Third, during adolescence individuals begin thinking more often about the process of thinking itself, or metacognition. As a result, adolescents may display increased introspection and self-consciousness. Although improvements in metacognitive abilities provide important intellectual advantages, one potentially negative byproduct of these advances is the tendency for adolescents to develop a sort of egocentrism, or intense preoccupation with the self.

A fourth change in cognition is that thinking tends to become multidimensional, rather than limited to a single issue. Whereas children tend to think about things one aspect at a time, adolescents can see things through more complicated lenses. Adolescents describe themselves and others in more differentiated and complicated terms and find it easier to look at problems from multiple perspectives. Being able to understand that people's personalities are not one-sided or that social situations can have different interpretations depending on one's point of view permits the adolescent to have far more sophisticated and complicated relationships with other people.

Finally, adolescents are more likely than children to see things as relative, rather than absolute. Children tend to see things in absolute terms—in black and white. Adolescents, in contrast, tend to see things as relative. They are more likely to question others' assertions and less likely to accept facts as absolute truths. This increase in relativism can be particularly exasperating to parents, who may feel that their adolescent children question everything just for the sake of argument. Difficulties often arise, for example, when adolescents begin seeing their parents' values as excessively relative.

(Table by GGS Information Services.)

Cognitive development



SOURCE : Miller-Keane Encyclopedia and Dictionary of Medicine, Nursing, and Allied Health, 5th ed . and Child Development Institute, http://www.childdevelopmentinfo.com.

One month

Watches person when spoken to.

Two months

Smiles at familiar person talking. Begins to follow moving person with eyes.

**Available data**
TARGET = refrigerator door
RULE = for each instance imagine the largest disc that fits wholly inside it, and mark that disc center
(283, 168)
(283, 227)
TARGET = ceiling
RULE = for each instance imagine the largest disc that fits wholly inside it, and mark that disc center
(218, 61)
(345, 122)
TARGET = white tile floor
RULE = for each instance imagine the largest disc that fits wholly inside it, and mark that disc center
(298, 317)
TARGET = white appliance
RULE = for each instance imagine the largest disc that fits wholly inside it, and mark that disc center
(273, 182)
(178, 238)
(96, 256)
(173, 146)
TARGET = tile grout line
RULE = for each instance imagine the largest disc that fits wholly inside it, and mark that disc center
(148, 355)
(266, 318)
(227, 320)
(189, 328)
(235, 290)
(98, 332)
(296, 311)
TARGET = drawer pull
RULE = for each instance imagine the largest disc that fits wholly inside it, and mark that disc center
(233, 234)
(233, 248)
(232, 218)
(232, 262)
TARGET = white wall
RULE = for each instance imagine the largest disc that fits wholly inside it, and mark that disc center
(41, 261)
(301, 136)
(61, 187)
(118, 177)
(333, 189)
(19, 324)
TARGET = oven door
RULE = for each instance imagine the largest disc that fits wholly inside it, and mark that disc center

**Task objective**
Rewrite the stretch of the passage on cognitive development from "SOURCE : Miller-Keane" through "person with eyes.", and replace "Two months" with "Eight weeks" wherever it occurs.

**Task output**
SOURCE : Miller-Keane Encyclopedia and Dictionary of Medicine, Nursing, and Allied Health, 5th ed . and Child Development Institute, http://www.childdevelopmentinfo.com.

One month

Watches person when spoken to.

Eight weeks

Smiles at familiar person talking. Begins to follow moving person with eyes.